_PROBLEM DESCRIPTION_
Could you return every line below word for word, leaving the pictures out?
-- Start of GIVEN DATA --
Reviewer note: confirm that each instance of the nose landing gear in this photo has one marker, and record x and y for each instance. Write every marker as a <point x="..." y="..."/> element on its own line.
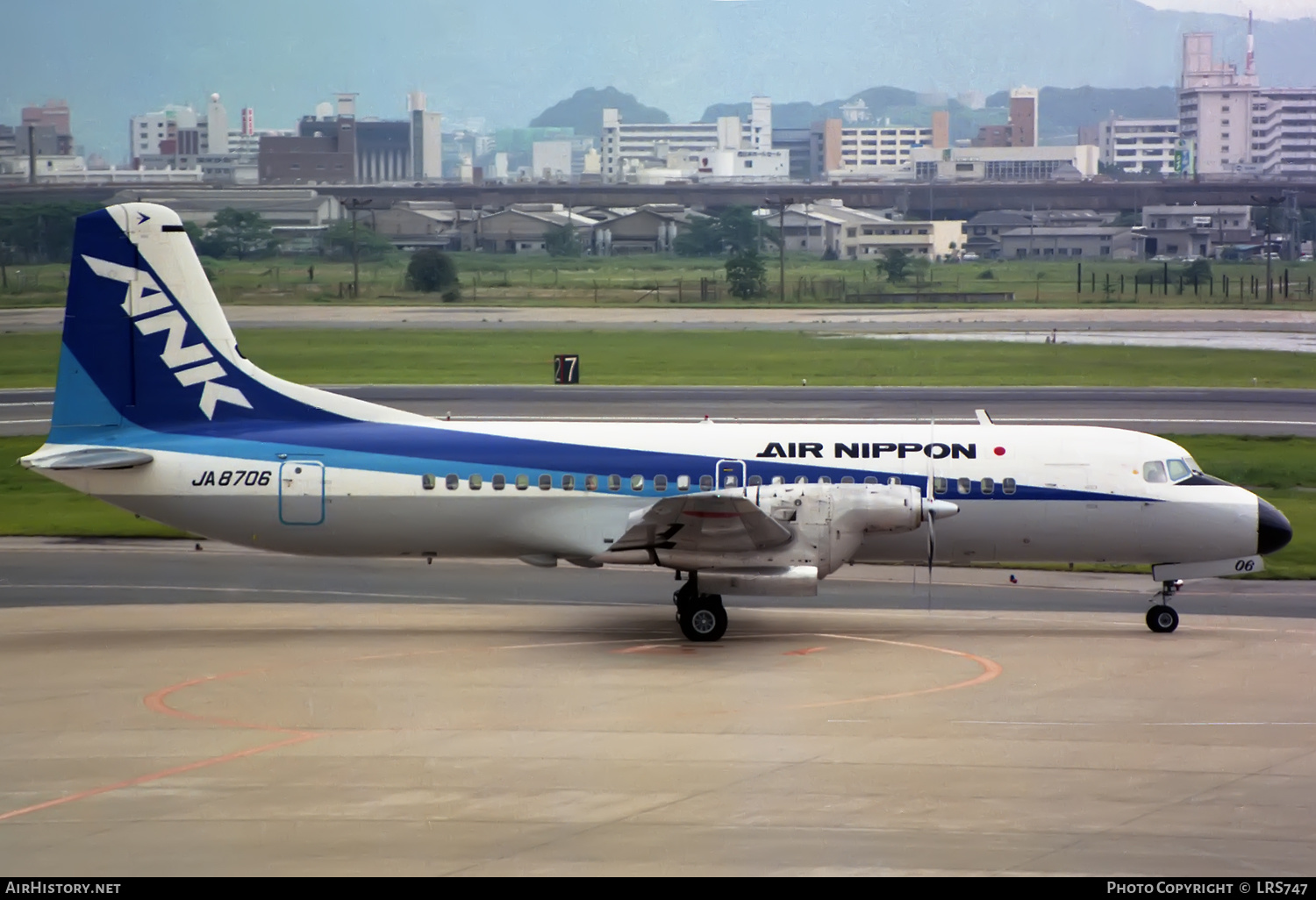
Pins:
<point x="702" y="616"/>
<point x="1162" y="618"/>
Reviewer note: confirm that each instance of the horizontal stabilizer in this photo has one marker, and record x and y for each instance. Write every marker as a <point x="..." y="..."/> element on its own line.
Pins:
<point x="91" y="458"/>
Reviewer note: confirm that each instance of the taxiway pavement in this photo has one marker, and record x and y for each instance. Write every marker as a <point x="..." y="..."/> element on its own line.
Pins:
<point x="171" y="711"/>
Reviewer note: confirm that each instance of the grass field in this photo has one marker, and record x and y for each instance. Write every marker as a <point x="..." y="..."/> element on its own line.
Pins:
<point x="1282" y="470"/>
<point x="510" y="357"/>
<point x="660" y="279"/>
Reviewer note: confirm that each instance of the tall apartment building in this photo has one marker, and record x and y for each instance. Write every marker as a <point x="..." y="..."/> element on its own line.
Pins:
<point x="1239" y="126"/>
<point x="52" y="115"/>
<point x="1139" y="145"/>
<point x="873" y="150"/>
<point x="1021" y="131"/>
<point x="633" y="145"/>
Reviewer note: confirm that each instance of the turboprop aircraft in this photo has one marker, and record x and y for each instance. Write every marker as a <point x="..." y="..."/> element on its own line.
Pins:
<point x="157" y="411"/>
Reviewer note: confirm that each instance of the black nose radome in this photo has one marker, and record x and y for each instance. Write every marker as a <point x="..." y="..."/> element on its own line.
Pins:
<point x="1273" y="529"/>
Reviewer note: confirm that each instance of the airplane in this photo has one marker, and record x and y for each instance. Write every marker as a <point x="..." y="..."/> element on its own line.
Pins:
<point x="157" y="411"/>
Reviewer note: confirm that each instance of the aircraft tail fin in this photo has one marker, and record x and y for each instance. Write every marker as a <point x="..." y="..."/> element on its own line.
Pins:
<point x="147" y="344"/>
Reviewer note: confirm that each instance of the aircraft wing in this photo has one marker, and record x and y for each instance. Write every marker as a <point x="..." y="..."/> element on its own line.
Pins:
<point x="703" y="523"/>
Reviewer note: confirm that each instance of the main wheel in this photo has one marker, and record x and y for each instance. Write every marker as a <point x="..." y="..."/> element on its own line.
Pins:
<point x="703" y="618"/>
<point x="1162" y="620"/>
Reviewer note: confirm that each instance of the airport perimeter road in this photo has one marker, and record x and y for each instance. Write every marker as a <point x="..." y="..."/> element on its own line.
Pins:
<point x="1195" y="411"/>
<point x="175" y="712"/>
<point x="862" y="320"/>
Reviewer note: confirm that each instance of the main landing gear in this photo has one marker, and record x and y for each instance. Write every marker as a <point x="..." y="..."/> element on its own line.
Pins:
<point x="1162" y="618"/>
<point x="702" y="616"/>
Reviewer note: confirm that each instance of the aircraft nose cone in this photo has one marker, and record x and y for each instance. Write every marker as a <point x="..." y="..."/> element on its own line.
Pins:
<point x="1273" y="529"/>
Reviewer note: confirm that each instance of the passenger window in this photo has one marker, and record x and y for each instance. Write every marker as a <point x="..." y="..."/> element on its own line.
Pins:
<point x="1155" y="471"/>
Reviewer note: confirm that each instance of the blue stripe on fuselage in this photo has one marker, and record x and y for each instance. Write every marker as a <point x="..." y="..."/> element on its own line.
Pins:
<point x="416" y="450"/>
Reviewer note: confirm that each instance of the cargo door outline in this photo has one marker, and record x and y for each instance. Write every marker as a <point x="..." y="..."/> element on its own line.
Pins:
<point x="302" y="492"/>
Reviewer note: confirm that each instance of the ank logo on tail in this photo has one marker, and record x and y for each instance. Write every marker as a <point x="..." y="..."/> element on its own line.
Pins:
<point x="153" y="312"/>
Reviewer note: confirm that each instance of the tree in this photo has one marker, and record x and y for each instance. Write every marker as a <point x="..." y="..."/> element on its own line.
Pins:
<point x="747" y="276"/>
<point x="740" y="229"/>
<point x="562" y="241"/>
<point x="241" y="233"/>
<point x="433" y="271"/>
<point x="371" y="246"/>
<point x="700" y="237"/>
<point x="895" y="263"/>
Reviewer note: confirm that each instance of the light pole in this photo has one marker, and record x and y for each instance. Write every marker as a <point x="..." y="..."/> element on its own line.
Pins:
<point x="781" y="237"/>
<point x="1270" y="207"/>
<point x="355" y="204"/>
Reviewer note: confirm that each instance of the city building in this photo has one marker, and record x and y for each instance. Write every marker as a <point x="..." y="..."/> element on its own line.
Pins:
<point x="324" y="152"/>
<point x="1234" y="125"/>
<point x="1028" y="163"/>
<point x="829" y="226"/>
<point x="873" y="150"/>
<point x="652" y="228"/>
<point x="982" y="232"/>
<point x="1171" y="231"/>
<point x="523" y="228"/>
<point x="1139" y="146"/>
<point x="336" y="147"/>
<point x="629" y="147"/>
<point x="550" y="161"/>
<point x="1079" y="241"/>
<point x="52" y="115"/>
<point x="1021" y="131"/>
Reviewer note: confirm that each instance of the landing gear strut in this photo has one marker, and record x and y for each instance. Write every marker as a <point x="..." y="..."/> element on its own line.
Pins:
<point x="1162" y="618"/>
<point x="702" y="616"/>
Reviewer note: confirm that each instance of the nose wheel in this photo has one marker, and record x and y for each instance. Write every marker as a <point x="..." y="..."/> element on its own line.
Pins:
<point x="702" y="616"/>
<point x="1162" y="618"/>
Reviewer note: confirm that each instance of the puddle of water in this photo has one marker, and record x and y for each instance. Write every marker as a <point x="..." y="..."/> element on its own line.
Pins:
<point x="1286" y="341"/>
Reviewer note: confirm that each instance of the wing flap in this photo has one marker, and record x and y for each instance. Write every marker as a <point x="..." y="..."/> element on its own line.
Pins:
<point x="703" y="523"/>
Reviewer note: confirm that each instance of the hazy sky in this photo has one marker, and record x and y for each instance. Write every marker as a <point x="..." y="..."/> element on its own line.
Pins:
<point x="1262" y="8"/>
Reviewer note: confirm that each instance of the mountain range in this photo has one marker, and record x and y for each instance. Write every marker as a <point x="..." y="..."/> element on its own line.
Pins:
<point x="505" y="62"/>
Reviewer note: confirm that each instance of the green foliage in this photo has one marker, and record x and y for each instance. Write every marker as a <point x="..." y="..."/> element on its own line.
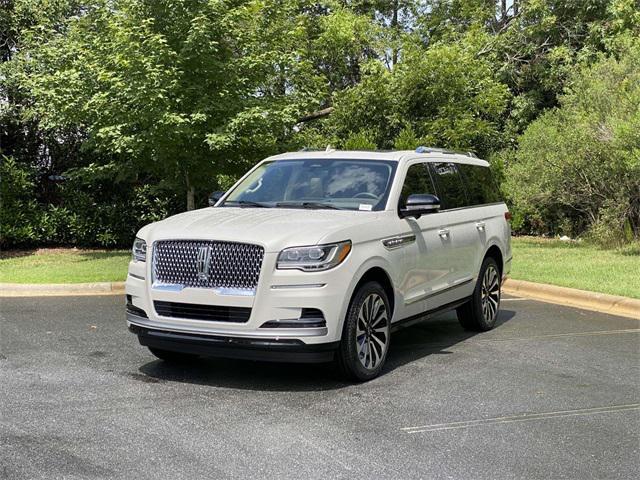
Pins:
<point x="95" y="207"/>
<point x="19" y="213"/>
<point x="579" y="165"/>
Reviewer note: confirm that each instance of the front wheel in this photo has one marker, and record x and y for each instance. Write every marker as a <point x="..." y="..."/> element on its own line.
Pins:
<point x="481" y="311"/>
<point x="366" y="334"/>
-- End of GIVEN DATA --
_RESULT OF THIS TASK_
Reviewer note: confirm that each instance of the nose landing gear in this photo has one marker, and record x and y for each instance. Write every marker as a <point x="..." y="..."/> element on its own line.
Pins:
<point x="702" y="616"/>
<point x="1162" y="618"/>
Reviewer note: confirm that each instance of the horizontal stabilizer in this photo has one marker, and record x and y for each instance. Write every marker as a <point x="..." y="..."/> element on its own line.
Pins:
<point x="91" y="458"/>
Reviewer note: confirm that each instance of the taxiway pavement in this photo has one marker, and record x and y for each instance. Write every marker as a <point x="..." y="..."/> element on its own line.
Pins:
<point x="171" y="711"/>
Reviewer note: confirm that each instance of the grass field in this photo has one marker, and record x and y for each instance. Write every marker as a <point x="..." y="..."/> element on its own line.
Pins:
<point x="1282" y="470"/>
<point x="510" y="357"/>
<point x="660" y="279"/>
Reviewer note: confirm that each instance of the tall apartment building in this photo has one marker, and record x and y for each instance. Write every marker as a <point x="..." y="..."/> element on its own line.
Pins:
<point x="1239" y="126"/>
<point x="52" y="115"/>
<point x="1139" y="145"/>
<point x="873" y="150"/>
<point x="1021" y="131"/>
<point x="633" y="145"/>
Reviewer note: confirm that each instance of the turboprop aircraft in this photo has one marker, and record x and y for each instance. Write every marker as a <point x="..." y="..."/> element on its own line.
Pins:
<point x="157" y="411"/>
Reviewer note: confirm that each instance of the black nose radome in this photo has one marker, and record x and y for each instance. Write every marker as a <point x="..." y="..."/> element on its own line.
Pins:
<point x="1273" y="529"/>
Reviewer note: confirm that each instance of the airplane in this photo has one marker, and record x and y for each instance. Write every marker as a <point x="..." y="..."/> element on its own line.
Pins:
<point x="157" y="411"/>
Reviewer note: confirm that each instance of the aircraft tail fin in this photo has one marker, and record x and y for each instance. Write every marker as a <point x="..." y="..."/> element on its own line.
Pins:
<point x="147" y="344"/>
Reviewer note: confirm that each instance of the aircraft wing in this photo has one marker, and record x and y for each instance. Write every marker as a <point x="..." y="..."/> element on its own line.
Pins:
<point x="703" y="523"/>
Reviewer note: confirm that each instance of the main wheel in this photo has one marker, and record x and y for each instance. Write every marker as a <point x="..." y="..."/> element on its own line.
Pins:
<point x="703" y="618"/>
<point x="1162" y="620"/>
Reviewer note: confirm that each instance of the airport perimeter road in this photo has one marker, and record x and y for each instance. Write every marker as a <point x="..." y="..."/> element on its own line.
Pins:
<point x="1195" y="411"/>
<point x="175" y="712"/>
<point x="862" y="320"/>
Reviewer note: confirm that each instance of the main landing gear in this photo has one marker, and record x and y for each instance. Write every marker as a <point x="..." y="..."/> element on its own line.
Pins:
<point x="1162" y="618"/>
<point x="702" y="616"/>
Reviewer note: confirm that each instance of the aircraft nose cone in this photo has one marker, and record x and y for each instance. Write every marker as a <point x="..." y="..."/> element on its own line.
Pins:
<point x="1273" y="529"/>
Reviewer note: confirm that each instance of the passenger window in this photo has one marker, and record x and y for each instance. Write every marker as a <point x="..." y="..."/> element on its own line.
Pins:
<point x="1155" y="471"/>
Reviewer note: confirm that each instance of the blue stripe on fuselage in this photo has one marker, and record x and y for each instance. Write every marker as a <point x="..." y="..."/> element on its own line.
Pins:
<point x="416" y="450"/>
Reviewer note: confirm that each instance of the cargo door outline in this photo has one marker, and record x and y for each instance. Write every marker as a <point x="..." y="..."/> element on its own line.
Pins:
<point x="302" y="492"/>
Reviewer note: confirm that each instance of the ank logo on tail in this photo has one marker, and record x and y for each instance. Write every marker as a <point x="..." y="..."/> element on its own line.
Pins:
<point x="153" y="312"/>
Reviewer note: confirm that each instance of the tree in this photo has one marker, and record x and y for each instance. Write every marker as a <point x="..." y="..."/> element on its own line.
Pins:
<point x="747" y="276"/>
<point x="740" y="229"/>
<point x="562" y="241"/>
<point x="241" y="233"/>
<point x="433" y="271"/>
<point x="371" y="246"/>
<point x="700" y="237"/>
<point x="895" y="263"/>
Reviewer note: confirm that each instance of the light pole in this photo has one marker, and record x and y for each instance. Write every marker as a <point x="..." y="..."/> element on its own line.
Pins:
<point x="781" y="237"/>
<point x="1270" y="207"/>
<point x="355" y="204"/>
Reviewer note: confirm that each instance of the city building in this photo has one marker, and record x and y for each instance. Write every marker as a <point x="..." y="..."/> element on its own line.
Pins:
<point x="324" y="152"/>
<point x="1234" y="125"/>
<point x="1028" y="163"/>
<point x="829" y="226"/>
<point x="873" y="150"/>
<point x="652" y="228"/>
<point x="982" y="232"/>
<point x="1171" y="231"/>
<point x="523" y="228"/>
<point x="1139" y="146"/>
<point x="336" y="147"/>
<point x="629" y="147"/>
<point x="550" y="161"/>
<point x="1079" y="241"/>
<point x="52" y="115"/>
<point x="1021" y="131"/>
Reviewer note: confirm that each instance of the landing gear strut in this photo has one marker, and record x and y for each instance. Write every marker as a <point x="..." y="..."/> element on its own line.
Pins:
<point x="1162" y="618"/>
<point x="702" y="616"/>
Reviewer note: confirm that each instance of the nose wheel in this photo has one marker, and record x and y for each instance. Write every marker as a <point x="..." y="..."/> element on its own line.
Pins:
<point x="702" y="616"/>
<point x="1162" y="618"/>
Reviewer note: confirm that each instance of the puddle of water in this photo has one marker, and record x and y for each instance. Write every marker as a <point x="..." y="..."/> element on its own line.
Pins:
<point x="1286" y="341"/>
Reviewer note: confirm that each instance of the wing flap in this photo has one marker, and record x and y for each instance. Write every marker as a <point x="..." y="..."/> element on its own line.
Pins:
<point x="703" y="523"/>
Reviewer note: confirm that each instance of the hazy sky in this photo has one marker, and record x and y for each instance. Write every marker as a <point x="..." y="..."/> element on its own line.
Pins:
<point x="1262" y="8"/>
Reviewer note: confirm that each instance of the mountain range in this photo has one marker, and record x and y for each instance. Write every marker as a <point x="..." y="..."/> element on its own line.
Pins:
<point x="505" y="62"/>
Reviewer note: confirm that each instance of the green foliage in this photo has one marker, and record x and y for each instance. Write every marker as a <point x="..." y="..."/> element on its own line.
Pins:
<point x="95" y="207"/>
<point x="19" y="213"/>
<point x="579" y="165"/>
Reviewer note: confirm that each instance of the front wheel in this photo has one marker, and record x and y for each instance. Write every marker as a <point x="..." y="..."/> element on its own line.
Pins:
<point x="481" y="311"/>
<point x="366" y="334"/>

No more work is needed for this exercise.